= VORLIEGENDER TEXTAUSZUG =
▽

Aktivisten hängen über dem Rhein
Parallel dazu seilen sich zwei Aktivisten an der Nordseite der Brücke ab. Einer hängt schließlich frei über dem Fluss, einer über einem Betonfundament. Auf der Brücke halten sich Höhenretter der Mannheimer Feuerwehr bereit, auf dem Rhein trifft wenig später das große Feuerlöschboot aus Mannheim ein. Die Wasserschutzpolizei sperrt den Schiffsverkehr am Ludwigshafener Ufer, er wird an der Sperrung vorbeigeleitet. Außerdem sind einige weitere Polizei- und Feuerwehrboote im Einsatz.
Auf der Straße kommt der Verkehr kurz vor 14 Uhr schließlich zum Stillstand. Auch eine Bahn der Linie 7 kann ihre Fahrt in Richtung Mannheim nicht fortsetzen. Schnell bildet sich auf den Spuren in Richtung Ludwigshafen ein Rückstau, der in Mannheim beide Auffahrten und die Zubringerstraßen zur Adenauer-Brücke umfasst. Es kommt zu Verkehrsbehinderungen. Aus Ludwigshafen fahren zu diesem Zeitpunkt keine Fahrzeuge mehr auf die Brücke, die Polizei hat die Auffahrt abgeriegelt. Auch für den Bahnverkehr wird die Adenauer-Brücke kurz darauf vorübergehend gesperrt. „Wegen euch Pennern muss ich jetzt laufen“, ruft ein Mann den Demonstranten vom Gehweg aus zu.

△

= IHRE AUFGABE =
Schreiben Sie aus dem Bericht über die Aktivisten an der Brücke den Abschnitt wortgetreu ab, der mit den Worten „Aktivisten hängen über“ beginnt und mit „Feuerwehrboote im Einsatz.“ endet.

= DATENZEILEN =
▽

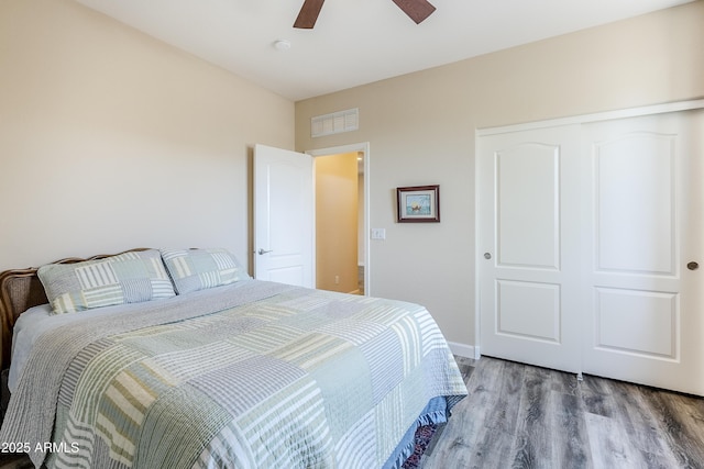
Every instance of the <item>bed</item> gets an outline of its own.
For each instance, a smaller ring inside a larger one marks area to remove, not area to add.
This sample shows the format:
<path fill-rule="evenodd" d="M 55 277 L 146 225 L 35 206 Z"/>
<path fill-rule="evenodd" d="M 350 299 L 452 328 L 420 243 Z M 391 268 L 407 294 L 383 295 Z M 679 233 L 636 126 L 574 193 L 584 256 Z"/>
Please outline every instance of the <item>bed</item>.
<path fill-rule="evenodd" d="M 395 468 L 466 395 L 417 304 L 251 279 L 224 249 L 0 273 L 2 453 L 48 468 Z"/>

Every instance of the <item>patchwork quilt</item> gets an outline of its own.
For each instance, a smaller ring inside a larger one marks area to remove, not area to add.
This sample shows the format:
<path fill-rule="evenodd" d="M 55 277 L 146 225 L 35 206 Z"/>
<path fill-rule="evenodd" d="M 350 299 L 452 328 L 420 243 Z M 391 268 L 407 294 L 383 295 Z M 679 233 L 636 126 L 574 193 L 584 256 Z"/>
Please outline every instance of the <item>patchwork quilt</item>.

△

= FERTIGE LÖSUNG =
Aktivisten hängen über dem Rhein
Parallel dazu seilen sich zwei Aktivisten an der Nordseite der Brücke ab. Einer hängt schließlich frei über dem Fluss, einer über einem Betonfundament. Auf der Brücke halten sich Höhenretter der Mannheimer Feuerwehr bereit, auf dem Rhein trifft wenig später das große Feuerlöschboot aus Mannheim ein. Die Wasserschutzpolizei sperrt den Schiffsverkehr am Ludwigshafener Ufer, er wird an der Sperrung vorbeigeleitet. Außerdem sind einige weitere Polizei- und Feuerwehrboote im Einsatz.